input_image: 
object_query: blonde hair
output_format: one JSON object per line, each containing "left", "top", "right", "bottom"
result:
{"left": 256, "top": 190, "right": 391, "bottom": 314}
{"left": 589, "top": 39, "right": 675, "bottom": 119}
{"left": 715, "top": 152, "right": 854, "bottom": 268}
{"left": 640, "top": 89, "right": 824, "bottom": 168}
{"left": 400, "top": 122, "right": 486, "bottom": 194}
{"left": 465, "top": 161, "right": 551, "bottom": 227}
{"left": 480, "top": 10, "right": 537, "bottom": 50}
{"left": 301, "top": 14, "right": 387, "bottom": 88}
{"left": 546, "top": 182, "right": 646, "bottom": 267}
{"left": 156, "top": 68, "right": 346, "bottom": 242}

------------------------------------------------

▶ Work required
Answer with the exact lines running from the one that contains "output_format: one JSON" through the last line of the data. Include no other line.

▶ Task answer
output_format: one JSON object per line, each containing "left", "top", "right", "bottom"
result:
{"left": 256, "top": 190, "right": 391, "bottom": 314}
{"left": 589, "top": 39, "right": 675, "bottom": 119}
{"left": 715, "top": 152, "right": 854, "bottom": 268}
{"left": 640, "top": 89, "right": 824, "bottom": 168}
{"left": 400, "top": 122, "right": 486, "bottom": 194}
{"left": 465, "top": 161, "right": 551, "bottom": 227}
{"left": 480, "top": 10, "right": 537, "bottom": 50}
{"left": 301, "top": 14, "right": 387, "bottom": 88}
{"left": 546, "top": 182, "right": 646, "bottom": 267}
{"left": 156, "top": 68, "right": 346, "bottom": 242}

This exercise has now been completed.